* [課題のねらい]:
読解用の抜粋では、フッ素含有重合体の臨界表面張力はいくつ以下が好ましいとされているか。

* [読解用の抜粋]:
- - - - -

中でも、本発明においては、分岐状低密度エチレン単独重合体、及び直鎖状低密度エチレン−α−オレフィン共重合体等が好ましい。更に、エチレン系重合体は2種類以上混合して使用する事も可能である。
【0013】
本発明のエチレン系重合体(A)は、変性エチレン系重合体組成物としたときの被着材に対する接着性等の面から、密度が0.85〜0.97g/cmであるのが好ましく、更に0.86〜0.965g/cmであるのが好ましい。また、変性エチレン系重合体組成物の成形性等の面から、JIS K7210に準拠して190℃、荷重21.18Nで測定したメルトフローレートが、0.1〜200g/10分であるのが好ましく、更には0.5〜100g/10分であるのが好ましい。
【0014】
本発明で使用するフッ素含有重合体(B)は、分子中にフッ素原子を含む重合体であり、水素原子に対するフッ素原子の割合(モル比)は1:1以上であることが好ましく、さらに好ましくは1:1.5以上である。また、変性エチレン系重合体組成物の製造時に流動することが好ましく、フッ素ゴムもしくは、融点が250℃以下の熱可塑性フッ素樹脂であることが好ましい。融点が250℃を超えると、変性エチレン系重合体組成物の製造のため溶融混練する際、溶融し難くなり、フィッシュアイ低減の効果が発現しない。熱可塑性フッ素樹脂の融点は更に200℃以下が好ましく、特に150℃以下であることがより好ましい。さらに、フッ素含有重合体の臨界表面張力は、28mN/m以下であることが好ましい。更に、25mN/m以下であることがより好ましい。
【0015】
このようなフッ素ゴムもしくは熱可塑性フッ素樹脂としては、ビニリデンフルオライド、ヘキサフルオロプロピレン、クロロトリフルオロエチレン、1−ヒドロペンタフルオロプロピレン、2−ヒドロペンタフルオロプロピレン、テトラフルオロエチレン、パーフルオロアルキル−パーフルオロビニルエーテル等の単独重合体、又は共重合体、あるいはこれら単量体とエチレン、プロピレン等のα−オレフィンとの共重合体が挙げられる。
【0016】
フッ素ゴムとしては、具体的に、ビニリデンフルオライドとヘキサフルオロプロピレン、クロロトリフルオロエチレン、テトラフルオロエチレン、1−ヒドロペンタフルオロプロピレン、2−ヒドロペンタフルオロプロピレンから選ばれるコモノマーとの共重合体、ビニリデンフルオライドとテトラフルオロエチレン及びヘキサフルオロプロピレン、1−ヒドロペンタフルオロプロピレン、2−ヒドロペンタフルオロプロピレンから選ばれるコモノマーとの3元共重合体、テトラフルオロエチレンとプロピレンとの共重合体が挙げられる。
中でも、ビニリデンフルオライド−ヘキサフルオロプロピレン共重合体、テトラフルオロエチレン−プロピレン共重合体、テトラフルオロエチレン−ビニリデンフルオライド−ヘキサフルオロプロピレン共重合体等が好ましい。

- - - - -

* [出典の抜粋]:
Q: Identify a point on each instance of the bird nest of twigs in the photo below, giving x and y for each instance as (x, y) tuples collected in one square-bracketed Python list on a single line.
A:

- - - - -

* [課題への解答]:
28mN/m以下が好ましく、25mN/m以下であればより好ましい。